- [CONSIGNE]
Dans l'extrait sur la paix à l'extrême-nord du Cameroun, combien de praticiens composaient l'équipe qui a évalué le projet d'enquête à Amchidé ?

Il y a donc nécessité d’un décentrage de la réflexion et de la stratégie, une étape nécessaire pour qu’émerge l’horizon d’un monde commun2. Les consultant·e·s ont aussi remarqué, entre autres, le hiatus entre les fortes sommes d’argent annoncées pour les programmes de reconstruction et la forte mobilisation des travailleur·euse·s internationaux avec toute leur logistique, et leur inefficacité à juguler les conflits et à maintenir la paix. Enfin, il y a une grande propension à l’utilisation des boîtes à outils ou des « modèles-voyageurs » de paix – selon les termes de l’anthropologue français et nigérien Olivier de Sardan – issus des programmes occidentaux (ODD, sommets G7 et G20), qui, pour la majeure partie, sont déconnectés des réalités locales.

Dans le contexte de la violence se déployant à l’extrême-nord du Cameroun, et dans l’objectif de protéger les populations et de construire de petites paix, je me suis concentré sur les conceptions locales de la paix et les initiatives civiles endogènes.  

De plus, ma recherche a été menée avec l’inclusion et la participation des acteurs locaux, ce qui m’a permis de prendre en compte leurs épistémologies et méthodologies. Cette communauté inclut les jeunes, les femmes, les responsables communautaires (traditionnels, religieux et administratifs) et les humanitaires internationaux.

Enfin, ma réflexion s’inscrit dans la posture épistémologique de l’ethnographie, et elle s’appuie sur l'analyse des données qualitatives issues des enquêtes de terrain.

...ma recherche a été menée avec l’inclusion et la participation des acteurs locaux, ce qui m’a permis de prendre en compte leurs épistémologies et méthodologies. [...]. [Aussi] ma réflexion s’inscrit dans la posture épistémologique de l’ethnographie, et elle s’appuie sur l'analyse des données qualitatives issues des enquêtes de terrain.

La paix conduite par la société civile internationale

Notre équipe de travail, constituée de six praticiens, a procédé à une évaluation générale du projet d’enquête les 16 et 17 mai 2022 à Amchidé, ville camerounaise proche du Nigeria. Plus de 400 personnes ont participé à ces assises, portant sur les initiatives de paix et de développement conduites par la société civile internationale (PNUD, IRC, UNICEF, PAIC, OIM, HCR, UNFPA, etc.) ou des partenaires locaux (ALDEPA, ALVF, Public Concern etc.).

- [JEU DE DONNÉES]
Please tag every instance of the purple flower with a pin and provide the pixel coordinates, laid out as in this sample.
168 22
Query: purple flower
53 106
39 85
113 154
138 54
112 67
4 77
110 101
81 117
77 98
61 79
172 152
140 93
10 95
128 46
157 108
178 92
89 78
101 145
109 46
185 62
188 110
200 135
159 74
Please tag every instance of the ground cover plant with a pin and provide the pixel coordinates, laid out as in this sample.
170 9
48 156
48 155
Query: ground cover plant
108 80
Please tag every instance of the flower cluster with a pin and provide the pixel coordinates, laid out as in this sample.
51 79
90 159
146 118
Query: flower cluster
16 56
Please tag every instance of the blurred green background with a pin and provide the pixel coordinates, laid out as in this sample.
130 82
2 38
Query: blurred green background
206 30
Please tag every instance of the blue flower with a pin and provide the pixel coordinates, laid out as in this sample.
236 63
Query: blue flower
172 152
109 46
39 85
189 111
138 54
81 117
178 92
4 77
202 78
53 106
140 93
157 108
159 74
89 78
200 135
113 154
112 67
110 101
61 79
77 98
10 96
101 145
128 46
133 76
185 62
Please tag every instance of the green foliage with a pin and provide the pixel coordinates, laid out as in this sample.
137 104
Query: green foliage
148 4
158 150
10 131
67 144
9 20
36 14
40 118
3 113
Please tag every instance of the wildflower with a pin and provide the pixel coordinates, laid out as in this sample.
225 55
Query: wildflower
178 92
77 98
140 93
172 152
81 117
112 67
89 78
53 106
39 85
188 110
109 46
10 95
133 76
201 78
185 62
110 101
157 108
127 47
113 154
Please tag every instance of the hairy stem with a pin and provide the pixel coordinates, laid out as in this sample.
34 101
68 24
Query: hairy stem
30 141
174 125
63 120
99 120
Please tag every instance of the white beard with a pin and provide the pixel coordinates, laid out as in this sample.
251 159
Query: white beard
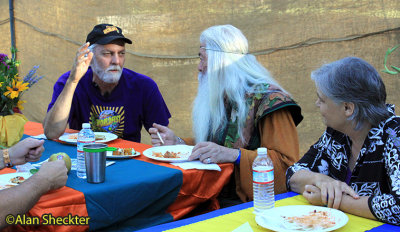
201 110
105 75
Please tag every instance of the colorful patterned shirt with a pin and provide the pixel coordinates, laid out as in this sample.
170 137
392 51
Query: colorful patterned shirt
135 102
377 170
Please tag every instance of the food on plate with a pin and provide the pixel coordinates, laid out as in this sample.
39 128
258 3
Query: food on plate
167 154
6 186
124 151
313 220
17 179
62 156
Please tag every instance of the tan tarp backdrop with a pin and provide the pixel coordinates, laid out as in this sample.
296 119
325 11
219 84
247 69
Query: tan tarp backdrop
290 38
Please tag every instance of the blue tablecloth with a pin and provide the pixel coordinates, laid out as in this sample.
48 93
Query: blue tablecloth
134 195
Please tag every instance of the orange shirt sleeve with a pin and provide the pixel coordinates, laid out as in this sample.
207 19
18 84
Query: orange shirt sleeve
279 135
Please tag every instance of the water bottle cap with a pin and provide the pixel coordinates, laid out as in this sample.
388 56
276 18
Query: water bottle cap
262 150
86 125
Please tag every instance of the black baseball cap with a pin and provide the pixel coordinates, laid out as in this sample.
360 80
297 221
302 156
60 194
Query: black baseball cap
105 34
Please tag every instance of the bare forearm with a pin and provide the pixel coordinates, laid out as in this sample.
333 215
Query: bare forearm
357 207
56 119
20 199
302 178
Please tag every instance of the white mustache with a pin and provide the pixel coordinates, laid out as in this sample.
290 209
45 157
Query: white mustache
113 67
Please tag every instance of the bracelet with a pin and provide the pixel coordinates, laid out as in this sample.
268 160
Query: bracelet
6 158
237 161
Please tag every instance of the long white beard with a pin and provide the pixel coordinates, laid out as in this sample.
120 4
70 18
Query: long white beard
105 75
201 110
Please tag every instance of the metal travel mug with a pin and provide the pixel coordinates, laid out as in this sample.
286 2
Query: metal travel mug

---

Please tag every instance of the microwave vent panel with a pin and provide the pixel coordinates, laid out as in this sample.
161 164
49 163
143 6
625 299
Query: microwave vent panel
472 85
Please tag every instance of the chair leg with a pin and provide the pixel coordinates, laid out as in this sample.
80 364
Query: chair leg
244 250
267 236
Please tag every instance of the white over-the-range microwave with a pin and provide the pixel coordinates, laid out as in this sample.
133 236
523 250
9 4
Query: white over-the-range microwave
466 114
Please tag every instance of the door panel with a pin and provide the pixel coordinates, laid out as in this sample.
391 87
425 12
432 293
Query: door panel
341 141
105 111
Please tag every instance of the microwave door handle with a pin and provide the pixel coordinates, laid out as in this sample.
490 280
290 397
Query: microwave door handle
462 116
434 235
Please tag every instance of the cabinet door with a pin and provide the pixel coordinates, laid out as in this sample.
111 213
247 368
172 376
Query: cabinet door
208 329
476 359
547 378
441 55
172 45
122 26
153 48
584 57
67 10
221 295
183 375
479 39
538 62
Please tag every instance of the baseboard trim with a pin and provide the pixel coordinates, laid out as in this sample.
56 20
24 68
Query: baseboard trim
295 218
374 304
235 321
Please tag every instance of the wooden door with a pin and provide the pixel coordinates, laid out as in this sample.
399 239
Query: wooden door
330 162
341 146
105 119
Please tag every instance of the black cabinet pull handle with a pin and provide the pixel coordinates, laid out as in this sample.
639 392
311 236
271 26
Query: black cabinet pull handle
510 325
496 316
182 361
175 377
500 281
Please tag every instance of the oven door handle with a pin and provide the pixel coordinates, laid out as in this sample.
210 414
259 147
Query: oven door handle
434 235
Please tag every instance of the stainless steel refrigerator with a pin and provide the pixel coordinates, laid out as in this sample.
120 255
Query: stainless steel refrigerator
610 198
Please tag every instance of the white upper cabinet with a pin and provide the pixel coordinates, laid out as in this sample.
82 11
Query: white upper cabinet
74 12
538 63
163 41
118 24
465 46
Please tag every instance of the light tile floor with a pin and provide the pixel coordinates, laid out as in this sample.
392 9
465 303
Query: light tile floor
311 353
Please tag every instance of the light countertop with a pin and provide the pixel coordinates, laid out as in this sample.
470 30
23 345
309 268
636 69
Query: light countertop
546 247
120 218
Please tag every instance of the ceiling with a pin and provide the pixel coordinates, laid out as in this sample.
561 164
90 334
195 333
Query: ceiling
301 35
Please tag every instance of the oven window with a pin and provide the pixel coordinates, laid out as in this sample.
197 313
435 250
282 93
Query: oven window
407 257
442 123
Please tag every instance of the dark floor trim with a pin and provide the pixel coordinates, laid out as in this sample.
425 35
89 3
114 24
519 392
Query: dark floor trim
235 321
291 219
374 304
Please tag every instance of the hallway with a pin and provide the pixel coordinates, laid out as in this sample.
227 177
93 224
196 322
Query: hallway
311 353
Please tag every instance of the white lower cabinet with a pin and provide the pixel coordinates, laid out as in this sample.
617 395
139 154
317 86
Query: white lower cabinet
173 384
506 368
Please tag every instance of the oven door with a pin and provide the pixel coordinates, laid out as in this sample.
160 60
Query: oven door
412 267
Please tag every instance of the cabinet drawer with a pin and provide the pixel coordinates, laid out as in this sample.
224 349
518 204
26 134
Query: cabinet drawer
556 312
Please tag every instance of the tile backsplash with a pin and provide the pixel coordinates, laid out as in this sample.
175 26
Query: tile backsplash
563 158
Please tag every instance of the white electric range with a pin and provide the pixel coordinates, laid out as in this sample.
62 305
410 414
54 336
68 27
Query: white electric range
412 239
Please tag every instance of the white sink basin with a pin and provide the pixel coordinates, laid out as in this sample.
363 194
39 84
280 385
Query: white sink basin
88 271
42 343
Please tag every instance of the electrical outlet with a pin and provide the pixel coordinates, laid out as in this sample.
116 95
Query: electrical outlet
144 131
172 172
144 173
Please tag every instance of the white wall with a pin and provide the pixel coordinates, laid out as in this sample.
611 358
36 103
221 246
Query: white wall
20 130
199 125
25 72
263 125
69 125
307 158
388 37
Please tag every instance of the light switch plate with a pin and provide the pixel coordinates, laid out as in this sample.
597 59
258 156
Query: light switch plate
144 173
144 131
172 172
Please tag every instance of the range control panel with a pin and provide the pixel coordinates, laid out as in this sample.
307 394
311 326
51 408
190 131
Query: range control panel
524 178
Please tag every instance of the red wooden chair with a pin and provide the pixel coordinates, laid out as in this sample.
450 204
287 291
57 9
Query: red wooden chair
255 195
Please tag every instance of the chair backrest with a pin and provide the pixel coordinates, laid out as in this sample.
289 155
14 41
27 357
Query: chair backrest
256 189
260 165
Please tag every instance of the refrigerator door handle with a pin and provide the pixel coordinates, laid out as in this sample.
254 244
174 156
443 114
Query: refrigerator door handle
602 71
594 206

- [RÉPONSE ATTENDUE]
L'équipe comptait six praticiens.